> [TEXT PROVIDED]:
-- Begin --

The Diwali holiday is just around the corner 💫 For Hindus all over the world, this is the time to remove all dirt from their heart and light a candle to spread happiness all around!
This blog is dedicated to the entire testers community. Just like Diwali, I aim to remove any confusion in the minds of testers who are in the dilemma of choosing between manual and automated testing. This article will shed light on the typical mindset a tester develops to perform any of these two testing streams.
Manual testing is often considered a boring task and feels like walking on a dry and dusty road 🥱 On the other hand, automated testing seems exciting and challenging. It gives the impression that someone is driving a fast car on a freeway.
Many testers want to do both or want to switch from manual to automated testing. This is good if they have the right mindset to do this switch. Manual testing requires an approach that is quite different than the mindset required to do automated testing.
What is a manual testing mindset?
A manual testing mindset means constantly thinking: “how can I break it” 🪓 The tester will ask the following:
- What can go wrong?

-- End --

> [RECORD SET]:
-- Begin --

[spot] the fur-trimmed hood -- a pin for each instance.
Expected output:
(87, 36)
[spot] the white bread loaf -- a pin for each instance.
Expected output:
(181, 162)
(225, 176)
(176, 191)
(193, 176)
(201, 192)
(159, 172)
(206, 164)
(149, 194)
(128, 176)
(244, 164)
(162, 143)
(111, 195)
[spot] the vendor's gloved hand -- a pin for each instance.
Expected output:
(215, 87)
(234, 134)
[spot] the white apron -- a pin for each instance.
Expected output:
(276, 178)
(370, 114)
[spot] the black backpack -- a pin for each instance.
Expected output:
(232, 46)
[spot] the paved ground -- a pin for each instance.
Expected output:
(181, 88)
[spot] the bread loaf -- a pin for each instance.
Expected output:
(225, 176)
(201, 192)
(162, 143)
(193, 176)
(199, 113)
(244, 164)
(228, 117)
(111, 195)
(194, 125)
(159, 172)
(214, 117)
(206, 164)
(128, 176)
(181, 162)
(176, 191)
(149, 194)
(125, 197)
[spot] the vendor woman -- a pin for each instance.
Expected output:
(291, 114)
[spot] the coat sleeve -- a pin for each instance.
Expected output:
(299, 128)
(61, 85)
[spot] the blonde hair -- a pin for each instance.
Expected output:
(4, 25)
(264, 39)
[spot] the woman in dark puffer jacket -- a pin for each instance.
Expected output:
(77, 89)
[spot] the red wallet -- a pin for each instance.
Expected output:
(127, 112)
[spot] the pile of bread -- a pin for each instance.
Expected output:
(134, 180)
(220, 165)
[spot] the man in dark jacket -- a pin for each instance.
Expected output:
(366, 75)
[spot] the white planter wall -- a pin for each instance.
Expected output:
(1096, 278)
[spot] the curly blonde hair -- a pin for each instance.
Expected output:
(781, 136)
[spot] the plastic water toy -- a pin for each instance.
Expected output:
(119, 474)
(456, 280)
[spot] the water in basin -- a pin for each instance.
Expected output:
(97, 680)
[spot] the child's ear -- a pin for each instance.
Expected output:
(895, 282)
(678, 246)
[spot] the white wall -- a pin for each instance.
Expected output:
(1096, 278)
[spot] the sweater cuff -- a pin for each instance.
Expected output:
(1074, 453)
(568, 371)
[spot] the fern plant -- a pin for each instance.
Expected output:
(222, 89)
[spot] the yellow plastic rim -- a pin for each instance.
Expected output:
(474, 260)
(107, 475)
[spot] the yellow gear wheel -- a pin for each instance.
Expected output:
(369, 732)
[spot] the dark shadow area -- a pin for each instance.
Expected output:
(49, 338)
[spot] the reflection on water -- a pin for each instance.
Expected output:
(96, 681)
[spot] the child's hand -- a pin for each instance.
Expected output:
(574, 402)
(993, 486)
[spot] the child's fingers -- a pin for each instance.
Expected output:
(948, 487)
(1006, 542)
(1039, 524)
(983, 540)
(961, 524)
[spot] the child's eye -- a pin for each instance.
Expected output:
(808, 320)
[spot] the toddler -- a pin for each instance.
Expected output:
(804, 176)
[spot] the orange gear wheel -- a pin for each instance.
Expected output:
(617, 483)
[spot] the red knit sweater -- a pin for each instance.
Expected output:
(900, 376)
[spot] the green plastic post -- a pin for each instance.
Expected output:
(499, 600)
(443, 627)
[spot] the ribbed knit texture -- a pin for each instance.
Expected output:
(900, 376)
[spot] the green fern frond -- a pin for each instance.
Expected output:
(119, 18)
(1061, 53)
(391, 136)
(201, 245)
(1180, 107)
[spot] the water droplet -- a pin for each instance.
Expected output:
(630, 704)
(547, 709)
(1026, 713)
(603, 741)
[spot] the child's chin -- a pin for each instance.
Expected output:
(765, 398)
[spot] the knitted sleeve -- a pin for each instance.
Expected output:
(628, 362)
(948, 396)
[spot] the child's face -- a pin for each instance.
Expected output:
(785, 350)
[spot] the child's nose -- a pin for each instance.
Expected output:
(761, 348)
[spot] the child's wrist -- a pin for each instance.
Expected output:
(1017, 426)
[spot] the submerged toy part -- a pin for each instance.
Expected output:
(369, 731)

-- End --

> [THE EXERCISE]:
In one to three sentences, explain why the testing-mindset article makes a tester's switch from manual to automated testing depend on having the right mindset. The listing has no connection to the testing-mindset article.

> [REPLY]:
Manual testing requires an approach quite different from the mindset automated testing requires. So the switch is good when the tester has the right mindset to make it.